● Objective
Please set out the entries below as a numbered list, with any blank lines left out.

● Record list
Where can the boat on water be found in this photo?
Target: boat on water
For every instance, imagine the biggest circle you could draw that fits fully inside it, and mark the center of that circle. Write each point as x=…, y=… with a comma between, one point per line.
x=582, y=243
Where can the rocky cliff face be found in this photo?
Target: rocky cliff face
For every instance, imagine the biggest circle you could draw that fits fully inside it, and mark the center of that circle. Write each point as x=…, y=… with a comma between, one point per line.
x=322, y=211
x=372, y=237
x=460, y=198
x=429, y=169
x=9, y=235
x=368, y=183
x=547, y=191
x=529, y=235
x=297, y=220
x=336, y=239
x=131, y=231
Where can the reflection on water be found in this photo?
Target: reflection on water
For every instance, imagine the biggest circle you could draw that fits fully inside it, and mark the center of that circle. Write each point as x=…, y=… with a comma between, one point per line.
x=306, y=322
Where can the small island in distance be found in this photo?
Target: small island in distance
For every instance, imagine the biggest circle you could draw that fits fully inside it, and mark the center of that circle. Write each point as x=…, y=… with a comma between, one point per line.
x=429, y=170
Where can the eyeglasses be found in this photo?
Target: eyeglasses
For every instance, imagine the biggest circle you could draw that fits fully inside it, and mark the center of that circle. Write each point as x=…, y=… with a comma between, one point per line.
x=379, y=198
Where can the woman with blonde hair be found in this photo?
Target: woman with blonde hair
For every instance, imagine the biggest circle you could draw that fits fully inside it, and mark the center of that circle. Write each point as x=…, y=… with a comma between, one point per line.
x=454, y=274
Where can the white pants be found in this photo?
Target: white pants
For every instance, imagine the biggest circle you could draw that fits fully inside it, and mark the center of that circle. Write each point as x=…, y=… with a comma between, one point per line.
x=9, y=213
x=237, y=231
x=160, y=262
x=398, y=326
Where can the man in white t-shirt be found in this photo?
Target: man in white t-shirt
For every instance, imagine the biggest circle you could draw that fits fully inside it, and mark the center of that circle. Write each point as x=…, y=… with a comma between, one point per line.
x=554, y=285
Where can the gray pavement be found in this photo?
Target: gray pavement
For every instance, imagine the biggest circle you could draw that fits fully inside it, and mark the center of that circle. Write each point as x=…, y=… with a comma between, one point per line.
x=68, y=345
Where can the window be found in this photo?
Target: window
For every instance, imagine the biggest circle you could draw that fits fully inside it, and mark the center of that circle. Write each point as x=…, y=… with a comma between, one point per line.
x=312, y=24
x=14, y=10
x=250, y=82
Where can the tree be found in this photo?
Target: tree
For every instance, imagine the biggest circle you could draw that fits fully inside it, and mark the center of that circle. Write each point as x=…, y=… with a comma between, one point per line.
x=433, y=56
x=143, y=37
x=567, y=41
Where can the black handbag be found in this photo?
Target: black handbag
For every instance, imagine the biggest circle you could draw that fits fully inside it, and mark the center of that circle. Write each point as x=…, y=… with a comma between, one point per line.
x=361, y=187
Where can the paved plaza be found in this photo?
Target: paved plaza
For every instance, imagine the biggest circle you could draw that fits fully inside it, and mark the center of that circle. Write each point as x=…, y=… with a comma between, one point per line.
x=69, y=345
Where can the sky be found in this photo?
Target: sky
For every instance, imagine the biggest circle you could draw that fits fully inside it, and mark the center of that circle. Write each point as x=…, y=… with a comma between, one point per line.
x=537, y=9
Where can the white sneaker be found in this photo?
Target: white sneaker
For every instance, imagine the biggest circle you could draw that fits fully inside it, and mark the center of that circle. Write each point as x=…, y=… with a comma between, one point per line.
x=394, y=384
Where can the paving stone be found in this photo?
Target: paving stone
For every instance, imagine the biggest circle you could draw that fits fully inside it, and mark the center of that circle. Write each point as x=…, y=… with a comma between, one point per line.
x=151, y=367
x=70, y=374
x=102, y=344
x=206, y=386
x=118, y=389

● Solution for this task
1. Where can the boat on water be found in this photo?
2. Target: boat on water
3. For every instance, imagine the biggest circle you could draw that fits fully inside it, and mark the center of that circle. Write each point as x=…, y=… with a comma between, one point per line.
4. x=582, y=243
5. Where can the rocky cliff face be found in this photo?
6. Target: rocky cliff face
7. For every instance, imagine the biggest circle you could draw that fits fully inside it, and mark the center of that circle. Write each point as x=…, y=… with a comma between, one point per line.
8. x=322, y=211
9. x=372, y=237
10. x=460, y=198
11. x=429, y=169
12. x=9, y=235
13. x=368, y=183
14. x=547, y=191
15. x=529, y=235
16. x=297, y=220
17. x=336, y=239
18. x=131, y=231
19. Where can the reflection on water be found in this photo?
20. Target: reflection on water
21. For every instance, imagine the biggest circle you could draw that fits fully inside it, and mark the center of that circle. Write each point as x=…, y=… with a comma between, one point per line.
22. x=306, y=322
23. Where can the small island in distance be found in this photo?
24. Target: small island in distance
25. For every instance, imagine the biggest circle you could draw that fits fully inside it, and mark the center of that circle. Write each point as x=…, y=… with a comma between, one point per line.
26. x=429, y=170
27. Where can the eyeglasses be found in this photo?
28. Target: eyeglasses
29. For every instance, imagine the biggest circle you could draw that fits fully inside it, and mark the center of that circle. Write each point as x=…, y=… with a comma between, one point per line.
30. x=379, y=198
31. Where can the woman with blonde hair be found in this photo?
32. Target: woman with blonde hair
33. For every instance, imagine the biggest circle you could draw that fits fully inside it, and mark the center of that circle. Write each point as x=…, y=… with a comma between, one point per line.
34. x=454, y=274
35. Where can the white pants be found in this photo?
36. Target: white pants
37. For every instance, imagine the biggest circle you could draw that fits fully inside it, and mark the center of that circle. Write each point as x=…, y=… with a comma between, one point per line.
38. x=9, y=213
39. x=237, y=231
40. x=160, y=262
41. x=398, y=326
42. Where can the man in white t-shirt be found in this photo?
43. Target: man in white t-shirt
44. For every instance, imagine the biggest circle you could draw that fits fully inside it, and mark the center of that circle. Write each point as x=…, y=… with a comma between, one point per line.
45. x=554, y=285
46. Where can the gray pavement be found in this photo?
47. Target: gray pavement
48. For every instance, imagine the biggest circle you could draw that fits fully inside it, and mark the center of that circle. Write each point as x=…, y=… with a comma between, one point per line.
49. x=68, y=345
50. Where can the window be found in this photo?
51. Target: window
52. For every instance, imagine the biggest circle you could draw that fits fully inside it, and mark the center of that circle. Write each point as x=…, y=… with a comma between, one point per line.
53. x=312, y=24
54. x=14, y=10
55. x=250, y=82
56. Where can the tree be found in this photo?
57. Target: tree
58. For every instance, imagine the biggest circle you could draw that fits fully inside it, and mark the center of that circle. Write each point as x=…, y=… with a comma between, one point per line.
59. x=433, y=56
60. x=143, y=37
61. x=567, y=41
62. Where can the black handbag be found in this photo?
63. Target: black handbag
64. For every instance, imagine the biggest circle you could draw that fits fully inside it, and mark the center of that circle. Write each point as x=…, y=… with a comma between, one point per line.
65. x=361, y=187
66. Where can the paved plaza be found in this photo?
67. Target: paved plaza
68. For every instance, imagine the biggest circle you could draw that fits fully inside it, and mark the center of that circle. Write each point as x=…, y=… with a comma between, one point per line.
69. x=69, y=345
70. Where can the sky be found in this photo?
71. Target: sky
72. For every instance, imagine the biggest circle you could draw that fits fully inside it, and mark the center of that circle. Write each point as x=…, y=… with a comma between, one point per line.
73. x=537, y=9
74. Where can the white sneaker be found in this photo?
75. Target: white sneaker
76. For every instance, imagine the biggest circle you could draw that fits fully inside it, and mark the center of that circle. Write each point as x=…, y=… with a comma between, one point per line.
77. x=394, y=384
78. Where can the paving stone be found in this photo?
79. Target: paving stone
80. For every instance, imagine the biggest circle you could draw that fits fully inside it, and mark the center of that circle. Write each point as x=…, y=… with a comma between, one point per line.
81. x=151, y=367
82. x=70, y=374
83. x=102, y=344
84. x=206, y=386
85. x=118, y=389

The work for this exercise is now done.